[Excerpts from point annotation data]
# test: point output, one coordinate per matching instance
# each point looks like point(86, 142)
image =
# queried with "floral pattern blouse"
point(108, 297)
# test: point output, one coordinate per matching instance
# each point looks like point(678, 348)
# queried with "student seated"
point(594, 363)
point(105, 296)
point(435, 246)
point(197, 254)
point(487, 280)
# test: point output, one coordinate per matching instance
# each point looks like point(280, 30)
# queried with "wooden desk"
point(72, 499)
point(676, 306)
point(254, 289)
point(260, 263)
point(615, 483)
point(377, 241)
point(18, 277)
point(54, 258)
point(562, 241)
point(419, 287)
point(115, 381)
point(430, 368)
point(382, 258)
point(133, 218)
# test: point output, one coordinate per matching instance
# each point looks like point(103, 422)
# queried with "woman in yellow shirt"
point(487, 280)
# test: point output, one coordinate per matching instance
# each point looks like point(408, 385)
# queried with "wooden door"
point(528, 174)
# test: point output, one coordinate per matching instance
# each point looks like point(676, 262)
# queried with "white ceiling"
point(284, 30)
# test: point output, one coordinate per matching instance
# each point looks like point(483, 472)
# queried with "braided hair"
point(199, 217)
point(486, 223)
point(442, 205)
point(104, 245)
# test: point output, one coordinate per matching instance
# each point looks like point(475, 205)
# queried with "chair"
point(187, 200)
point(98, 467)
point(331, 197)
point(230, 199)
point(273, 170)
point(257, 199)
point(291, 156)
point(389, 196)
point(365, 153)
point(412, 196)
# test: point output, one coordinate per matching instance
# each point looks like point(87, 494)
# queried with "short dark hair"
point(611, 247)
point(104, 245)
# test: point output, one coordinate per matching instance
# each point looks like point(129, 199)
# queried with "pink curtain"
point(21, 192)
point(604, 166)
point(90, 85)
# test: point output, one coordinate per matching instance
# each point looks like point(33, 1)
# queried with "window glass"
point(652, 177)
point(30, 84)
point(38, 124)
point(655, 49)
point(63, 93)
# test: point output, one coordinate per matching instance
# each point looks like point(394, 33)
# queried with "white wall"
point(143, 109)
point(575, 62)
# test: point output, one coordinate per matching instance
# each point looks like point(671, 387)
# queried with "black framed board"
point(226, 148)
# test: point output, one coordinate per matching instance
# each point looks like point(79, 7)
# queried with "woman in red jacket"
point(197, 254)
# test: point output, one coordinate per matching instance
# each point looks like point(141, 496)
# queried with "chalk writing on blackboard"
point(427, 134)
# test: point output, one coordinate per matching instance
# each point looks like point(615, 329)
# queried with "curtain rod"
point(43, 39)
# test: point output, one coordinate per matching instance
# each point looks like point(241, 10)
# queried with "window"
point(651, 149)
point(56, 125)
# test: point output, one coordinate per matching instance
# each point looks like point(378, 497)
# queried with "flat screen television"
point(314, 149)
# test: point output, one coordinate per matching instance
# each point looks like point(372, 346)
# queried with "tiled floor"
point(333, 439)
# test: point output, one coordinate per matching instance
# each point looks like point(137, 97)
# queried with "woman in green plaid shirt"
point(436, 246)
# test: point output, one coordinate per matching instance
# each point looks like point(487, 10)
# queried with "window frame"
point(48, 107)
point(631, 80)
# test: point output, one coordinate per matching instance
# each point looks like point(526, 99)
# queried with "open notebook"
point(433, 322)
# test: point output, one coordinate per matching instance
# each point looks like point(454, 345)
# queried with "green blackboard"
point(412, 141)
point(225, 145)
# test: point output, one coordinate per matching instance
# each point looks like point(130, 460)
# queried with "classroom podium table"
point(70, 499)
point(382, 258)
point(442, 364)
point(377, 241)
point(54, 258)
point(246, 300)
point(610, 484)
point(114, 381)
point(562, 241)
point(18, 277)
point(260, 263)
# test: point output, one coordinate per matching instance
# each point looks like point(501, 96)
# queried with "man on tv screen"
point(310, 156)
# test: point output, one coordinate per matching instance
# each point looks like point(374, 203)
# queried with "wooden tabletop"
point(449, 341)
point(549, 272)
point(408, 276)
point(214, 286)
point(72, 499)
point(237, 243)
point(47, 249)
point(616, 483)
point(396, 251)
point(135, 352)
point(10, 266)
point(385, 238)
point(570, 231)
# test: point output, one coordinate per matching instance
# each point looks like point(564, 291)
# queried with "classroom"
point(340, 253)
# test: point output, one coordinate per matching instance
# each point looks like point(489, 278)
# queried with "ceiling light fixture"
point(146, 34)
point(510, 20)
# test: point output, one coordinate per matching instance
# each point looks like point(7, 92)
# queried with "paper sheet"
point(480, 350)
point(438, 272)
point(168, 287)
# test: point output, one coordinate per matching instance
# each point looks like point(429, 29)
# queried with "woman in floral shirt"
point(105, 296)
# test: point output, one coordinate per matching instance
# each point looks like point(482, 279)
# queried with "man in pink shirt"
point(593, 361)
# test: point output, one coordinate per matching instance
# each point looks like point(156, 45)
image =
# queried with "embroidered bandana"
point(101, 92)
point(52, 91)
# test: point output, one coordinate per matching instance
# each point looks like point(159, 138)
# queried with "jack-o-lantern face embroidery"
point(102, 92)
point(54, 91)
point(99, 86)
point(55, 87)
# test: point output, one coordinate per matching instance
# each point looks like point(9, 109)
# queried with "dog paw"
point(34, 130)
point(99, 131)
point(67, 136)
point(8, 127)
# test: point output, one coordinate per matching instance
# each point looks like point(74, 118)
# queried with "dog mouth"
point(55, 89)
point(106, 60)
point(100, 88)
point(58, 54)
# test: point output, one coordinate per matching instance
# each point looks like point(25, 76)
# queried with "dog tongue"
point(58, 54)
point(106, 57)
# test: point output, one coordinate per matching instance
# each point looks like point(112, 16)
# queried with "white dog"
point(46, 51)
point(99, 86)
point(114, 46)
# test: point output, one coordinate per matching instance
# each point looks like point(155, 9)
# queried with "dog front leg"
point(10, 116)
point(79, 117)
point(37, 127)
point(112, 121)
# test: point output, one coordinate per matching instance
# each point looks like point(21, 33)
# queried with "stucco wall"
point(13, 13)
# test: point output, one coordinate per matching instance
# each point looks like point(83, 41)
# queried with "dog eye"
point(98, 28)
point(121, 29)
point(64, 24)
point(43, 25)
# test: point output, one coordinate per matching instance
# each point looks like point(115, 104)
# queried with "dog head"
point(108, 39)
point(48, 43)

- **DESCRIPTION OF THE TASK**
Please render the entire listing above as a numbered list, omitting any blank lines.

- **WRITTEN REPLY**
1. # test: point output, one coordinate per matching instance
2. # each point looks like point(86, 142)
3. image =
4. # queried with "floral pattern blouse"
5. point(108, 297)
6. # test: point output, one coordinate per matching instance
7. # each point looks like point(678, 348)
8. # queried with "student seated"
9. point(594, 363)
10. point(105, 296)
11. point(435, 246)
12. point(197, 254)
13. point(487, 280)
14. # test: point output, one coordinate per matching instance
15. # each point looks like point(280, 30)
16. # queried with "wooden desk"
17. point(72, 499)
18. point(676, 306)
19. point(254, 289)
20. point(260, 263)
21. point(615, 483)
22. point(377, 241)
23. point(18, 277)
24. point(54, 258)
25. point(562, 241)
26. point(419, 287)
27. point(115, 381)
28. point(430, 368)
29. point(382, 258)
30. point(133, 218)
31. # test: point output, one coordinate per matching instance
32. # each point looks like point(103, 422)
33. # queried with "woman in yellow shirt"
34. point(487, 280)
35. # test: point output, one coordinate per matching instance
36. # each point looks like point(408, 385)
37. # queried with "wooden door"
38. point(528, 174)
39. # test: point output, one coordinate per matching instance
40. # each point looks like point(676, 262)
41. # queried with "white ceiling"
42. point(284, 30)
43. # test: point output, one coordinate per matching instance
44. # each point looks like point(483, 472)
45. # queried with "braided hair"
46. point(199, 217)
47. point(486, 223)
48. point(442, 205)
49. point(104, 245)
50. # test: point output, one coordinate per matching instance
51. # each point looks like point(475, 205)
52. # queried with "chair"
53. point(187, 200)
54. point(98, 467)
55. point(331, 197)
56. point(230, 199)
57. point(273, 170)
58. point(257, 199)
59. point(291, 156)
60. point(389, 196)
61. point(365, 153)
62. point(412, 196)
63. # test: point output, one coordinate per matching instance
64. # each point looks like point(87, 494)
65. # queried with "short dark hair"
66. point(611, 247)
67. point(104, 245)
68. # test: point output, one coordinate per matching instance
69. # each point looks like point(129, 199)
70. # queried with "pink curtain"
71. point(21, 192)
72. point(604, 166)
73. point(90, 85)
74. # test: point output, one coordinate per matching instance
75. # each point looks like point(33, 1)
76. # queried with "window glass"
77. point(652, 177)
78. point(30, 84)
79. point(38, 124)
80. point(655, 49)
81. point(63, 93)
82. # test: point output, one coordinate per matching instance
83. # each point looks like point(394, 33)
84. # queried with "white wall"
85. point(143, 109)
86. point(575, 62)
87. # test: point output, one coordinate per matching instance
88. # each point looks like point(671, 387)
89. # queried with "black framed board"
90. point(226, 148)
91. # test: point output, one coordinate per matching instance
92. # each point looks like point(79, 7)
93. # queried with "woman in red jacket"
94. point(197, 254)
95. # test: point output, one coordinate per matching instance
96. # each point looks like point(141, 496)
97. # queried with "chalk writing on blackboard"
98. point(427, 134)
99. # test: point output, one coordinate per matching instance
100. # each point looks like point(615, 329)
101. # queried with "curtain rod"
102. point(43, 39)
103. # test: point output, one coordinate per matching instance
104. # each point looks like point(241, 10)
105. # queried with "window"
106. point(651, 149)
107. point(56, 125)
108. # test: point output, one coordinate per matching instance
109. # each point looks like point(378, 497)
110. # queried with "flat screen television"
111. point(314, 149)
112. # test: point output, one coordinate per matching instance
113. # each point looks like point(372, 346)
114. # queried with "tiled floor"
115. point(333, 439)
116. # test: point output, one coordinate per matching instance
117. # each point looks like point(137, 97)
118. # queried with "woman in green plaid shirt"
119. point(436, 246)
120. # test: point output, one coordinate per matching instance
121. # each point looks like point(487, 10)
122. # queried with "window frame"
123. point(48, 107)
124. point(631, 80)
125. # test: point output, one coordinate per matching instance
126. # each point looks like point(526, 99)
127. # queried with "open notebook"
128. point(433, 322)
129. # test: point output, one coordinate per matching instance
130. # each point looks like point(454, 345)
131. # queried with "green blackboard"
132. point(412, 141)
133. point(225, 145)
134. # test: point output, one coordinate per matching instance
135. # each point looks like point(130, 460)
136. # queried with "classroom podium table"
137. point(70, 499)
138. point(382, 258)
139. point(442, 364)
140. point(377, 241)
141. point(54, 258)
142. point(246, 300)
143. point(610, 484)
144. point(114, 381)
145. point(562, 241)
146. point(18, 277)
147. point(260, 263)
148. # test: point output, one coordinate per matching instance
149. # each point looks like point(501, 96)
150. # queried with "man on tv screen"
151. point(310, 156)
152. # test: point output, one coordinate per matching instance
153. # each point looks like point(374, 203)
154. # queried with "wooden tabletop"
155. point(449, 341)
156. point(549, 272)
157. point(408, 276)
158. point(214, 286)
159. point(72, 499)
160. point(237, 243)
161. point(47, 249)
162. point(616, 483)
163. point(396, 251)
164. point(135, 352)
165. point(10, 266)
166. point(385, 238)
167. point(570, 231)
168. # test: point output, one coordinate per matching instance
169. # each point looks like point(564, 291)
170. # queried with "classroom"
171. point(340, 253)
172. # test: point output, one coordinate per matching instance
173. # each point looks like point(489, 278)
174. # queried with "ceiling light fixture"
175. point(146, 34)
176. point(510, 20)
177. # test: point output, one coordinate per matching instance
178. # each point looks like point(7, 92)
179. # queried with "paper sheet"
180. point(480, 350)
181. point(438, 272)
182. point(168, 287)
183. # test: point output, one coordinate per matching instance
184. # each point looks like point(429, 29)
185. # queried with "woman in floral shirt"
186. point(105, 296)
187. # test: point output, one coordinate per matching instance
188. # each point looks like point(482, 279)
189. # queried with "man in pink shirt"
190. point(593, 361)
191. # test: point output, one coordinate per matching instance
192. # each point looks like point(156, 45)
193. image =
194. # queried with "embroidered bandana"
195. point(101, 92)
196. point(52, 91)
197. # test: point output, one coordinate per matching instance
198. # each point looks like point(159, 138)
199. # queried with "jack-o-lantern face embroidery"
200. point(102, 92)
201. point(54, 91)
202. point(99, 86)
203. point(55, 87)
204. # test: point output, one coordinate per matching instance
205. # each point looks like point(9, 109)
206. # queried with "dog paw"
207. point(34, 130)
208. point(99, 131)
209. point(67, 136)
210. point(8, 127)
211. # test: point output, one coordinate per matching instance
212. # each point looks like point(74, 118)
213. # queried with "dog mouth"
214. point(55, 89)
215. point(106, 60)
216. point(100, 88)
217. point(58, 54)
218. # test: point output, one coordinate per matching instance
219. # each point looks like point(25, 76)
220. # queried with "dog tongue"
221. point(58, 54)
222. point(106, 57)
223. # test: point output, one coordinate per matching instance
224. # each point looks like point(112, 16)
225. # queried with "white dog"
226. point(46, 51)
227. point(99, 86)
228. point(114, 46)
229. # test: point output, one coordinate per matching instance
230. # each point looks like point(155, 9)
231. # queried with "dog front leg"
232. point(10, 116)
233. point(79, 117)
234. point(37, 127)
235. point(112, 121)
236. # test: point output, one coordinate per matching instance
237. # each point looks like point(21, 33)
238. # queried with "stucco wall"
239. point(13, 13)
240. # test: point output, one coordinate per matching instance
241. # each point looks like point(83, 41)
242. # queried with "dog eye"
243. point(98, 28)
244. point(121, 29)
245. point(64, 24)
246. point(43, 25)
247. # test: point output, one coordinate per matching instance
248. # each point looks like point(115, 104)
249. # queried with "dog head"
250. point(108, 39)
251. point(48, 43)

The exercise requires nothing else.